**DATA EXTRACT**
▼

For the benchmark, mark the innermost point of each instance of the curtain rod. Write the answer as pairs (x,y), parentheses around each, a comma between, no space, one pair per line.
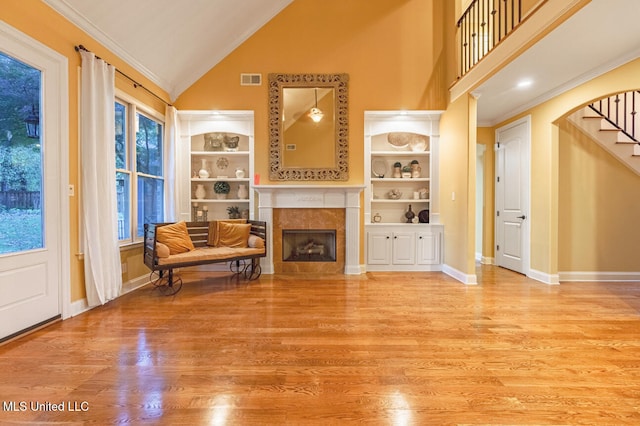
(135,83)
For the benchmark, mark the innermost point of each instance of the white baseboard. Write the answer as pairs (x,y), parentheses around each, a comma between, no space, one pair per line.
(468,279)
(574,276)
(551,279)
(80,306)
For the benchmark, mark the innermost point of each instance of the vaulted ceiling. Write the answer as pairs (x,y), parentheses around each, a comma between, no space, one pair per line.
(172,42)
(175,42)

▲

**STATED PROBLEM**
Begin at the line that has "of the vaulted" and stop after the last line of the listing. Reproduce those lines with the request text unchanged, scaling every x and y coordinate in the answers by 1.4 and rounding to whole numbers, with halves rounded up.

**RESPONSE TO THIS TASK**
For the benchmark, mark the innermost point of each instance of the vaulted ceiling. Write the answer as pairs (x,y), parentheses around each, a comma between, no space, one pair per line.
(241,59)
(245,59)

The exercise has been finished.